### DATA

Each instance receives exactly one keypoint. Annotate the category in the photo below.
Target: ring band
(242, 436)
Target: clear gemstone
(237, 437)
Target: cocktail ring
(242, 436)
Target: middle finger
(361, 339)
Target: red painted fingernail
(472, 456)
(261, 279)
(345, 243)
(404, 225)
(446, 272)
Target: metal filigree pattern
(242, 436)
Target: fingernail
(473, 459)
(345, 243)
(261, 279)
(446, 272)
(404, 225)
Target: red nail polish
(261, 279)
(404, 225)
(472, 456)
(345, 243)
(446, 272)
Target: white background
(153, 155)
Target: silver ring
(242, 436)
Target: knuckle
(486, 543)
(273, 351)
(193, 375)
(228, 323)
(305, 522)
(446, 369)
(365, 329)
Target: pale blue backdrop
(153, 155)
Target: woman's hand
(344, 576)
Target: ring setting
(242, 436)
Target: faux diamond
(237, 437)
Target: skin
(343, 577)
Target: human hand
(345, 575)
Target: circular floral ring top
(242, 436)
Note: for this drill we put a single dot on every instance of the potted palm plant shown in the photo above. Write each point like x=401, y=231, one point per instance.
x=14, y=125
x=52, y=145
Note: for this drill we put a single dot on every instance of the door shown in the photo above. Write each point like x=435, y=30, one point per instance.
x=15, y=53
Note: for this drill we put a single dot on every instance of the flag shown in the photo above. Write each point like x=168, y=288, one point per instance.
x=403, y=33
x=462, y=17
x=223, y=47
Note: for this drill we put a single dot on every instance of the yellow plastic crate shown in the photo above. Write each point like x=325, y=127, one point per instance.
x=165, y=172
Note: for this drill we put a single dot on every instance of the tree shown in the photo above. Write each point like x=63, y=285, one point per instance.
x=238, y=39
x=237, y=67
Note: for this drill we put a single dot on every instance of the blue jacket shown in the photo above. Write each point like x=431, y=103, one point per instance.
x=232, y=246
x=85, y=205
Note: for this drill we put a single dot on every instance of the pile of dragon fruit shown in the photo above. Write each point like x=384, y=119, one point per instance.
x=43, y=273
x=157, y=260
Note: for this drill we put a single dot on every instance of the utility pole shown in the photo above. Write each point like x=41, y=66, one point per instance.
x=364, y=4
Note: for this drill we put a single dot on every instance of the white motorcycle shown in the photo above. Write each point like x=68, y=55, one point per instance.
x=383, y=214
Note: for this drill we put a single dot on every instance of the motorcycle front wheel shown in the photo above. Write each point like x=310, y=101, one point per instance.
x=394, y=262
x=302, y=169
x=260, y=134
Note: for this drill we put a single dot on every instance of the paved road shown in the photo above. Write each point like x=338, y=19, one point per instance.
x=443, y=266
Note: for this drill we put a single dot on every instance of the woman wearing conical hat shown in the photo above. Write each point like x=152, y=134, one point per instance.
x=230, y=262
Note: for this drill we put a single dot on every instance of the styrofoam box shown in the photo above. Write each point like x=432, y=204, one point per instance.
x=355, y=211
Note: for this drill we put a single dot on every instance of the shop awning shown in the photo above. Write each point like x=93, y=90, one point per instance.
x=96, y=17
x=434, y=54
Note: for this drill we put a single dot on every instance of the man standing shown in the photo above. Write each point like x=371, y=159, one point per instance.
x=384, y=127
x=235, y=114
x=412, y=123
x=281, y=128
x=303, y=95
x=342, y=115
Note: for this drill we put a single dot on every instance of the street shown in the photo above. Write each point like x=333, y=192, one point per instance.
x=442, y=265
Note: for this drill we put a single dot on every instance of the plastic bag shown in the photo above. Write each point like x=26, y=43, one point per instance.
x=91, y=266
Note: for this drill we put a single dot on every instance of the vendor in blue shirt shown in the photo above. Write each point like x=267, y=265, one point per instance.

### WORK REQUEST
Write each line of the data above out again without altering a word.

### RESPONSE
Each instance receives exactly one keypoint. Annotate the category in the photo below.
Target: ring band
(242, 436)
Target: clear gemstone
(237, 437)
Target: cocktail ring
(242, 436)
Target: middle finger
(361, 339)
Target: red painted fingernail
(472, 456)
(261, 279)
(345, 243)
(404, 225)
(446, 272)
Target: metal filigree pattern
(242, 436)
Target: fingernail
(473, 459)
(345, 243)
(261, 279)
(446, 272)
(404, 225)
Target: red nail polish
(261, 279)
(404, 225)
(472, 456)
(345, 243)
(446, 272)
Target: white background
(153, 155)
Target: silver ring
(242, 436)
Target: knuckle
(486, 543)
(273, 351)
(193, 375)
(228, 323)
(305, 522)
(446, 369)
(365, 329)
Target: pale blue backdrop
(153, 155)
Target: woman's hand
(344, 576)
Target: ring setting
(242, 436)
Target: faux diamond
(237, 437)
Target: skin
(343, 577)
Target: human hand
(345, 575)
Target: circular floral ring top
(242, 436)
Note: for this drill we put a single dot on every instance of the potted palm plant shown in the photo above. Write each point like x=401, y=231, one point per instance.
x=14, y=125
x=52, y=145
Note: for this drill we put a single dot on every instance of the door shown in the photo above. Write each point like x=435, y=30, one point per instance.
x=15, y=53
Note: for this drill we put a single dot on every instance of the flag shown in the photo above. Write each point like x=168, y=288, one point per instance.
x=403, y=33
x=462, y=17
x=223, y=47
Note: for this drill we put a single dot on every instance of the yellow plastic crate shown in the photo above. Write each point like x=325, y=127, one point per instance.
x=165, y=172
Note: for this drill we put a single dot on every instance of the tree shown in the photo above. Write each point like x=63, y=285, one point per instance.
x=238, y=39
x=237, y=67
Note: for this drill we put a single dot on every instance of the blue jacket shown in the photo above. Write each point like x=431, y=103, one point per instance.
x=232, y=246
x=85, y=205
Note: for this drill we put a single dot on every instance of the pile of dragon fruit shown in the photo above. Write each point like x=384, y=119, one point per instance.
x=43, y=273
x=157, y=260
Note: for this drill we put a single dot on every instance of the utility pole shown in the photo above. Write each point like x=41, y=66, one point per instance.
x=364, y=4
Note: for this drill we put a single dot on every instance of the white motorcycle shown in the photo above. Write each point like x=68, y=55, one point per instance.
x=383, y=214
Note: for this drill we put a single dot on every instance of the motorcycle front wheel shown in the photo above. Write each point like x=310, y=101, one point per instance.
x=394, y=262
x=302, y=169
x=260, y=134
Note: for this drill we put a single dot on every instance of the paved road shown in the photo above. Write each point like x=338, y=19, one point per instance.
x=443, y=266
Note: for this drill we put a single dot on every instance of the woman wearing conical hat shown in the photo above. Write each point like x=152, y=134, one point per instance.
x=230, y=262
Note: for this drill we put a single dot on every instance of the styrofoam box shown in the photo above. Write each point like x=432, y=204, one point per instance.
x=355, y=211
Note: for this drill we put a single dot on every instance of the shop awning shown in the photo above. Write each point like x=93, y=90, one point per instance.
x=96, y=17
x=434, y=54
Note: for this drill we put a single dot on every instance of the man standing shown in the photo above. Write each point like x=371, y=159, one point per instance.
x=384, y=127
x=235, y=114
x=412, y=123
x=281, y=128
x=303, y=95
x=342, y=115
Note: for this drill we put a single dot on every instance of the street shown in the photo above. Write each point like x=333, y=192, one point per instance.
x=442, y=265
Note: for this drill we put a single dot on every instance of the plastic bag shown in the photo above. Write each point like x=26, y=43, one point per instance.
x=91, y=266
Note: for this drill we put a single dot on every instance of the vendor in blue shirt shown in the photo above. Write each point like x=267, y=265, one point per instance.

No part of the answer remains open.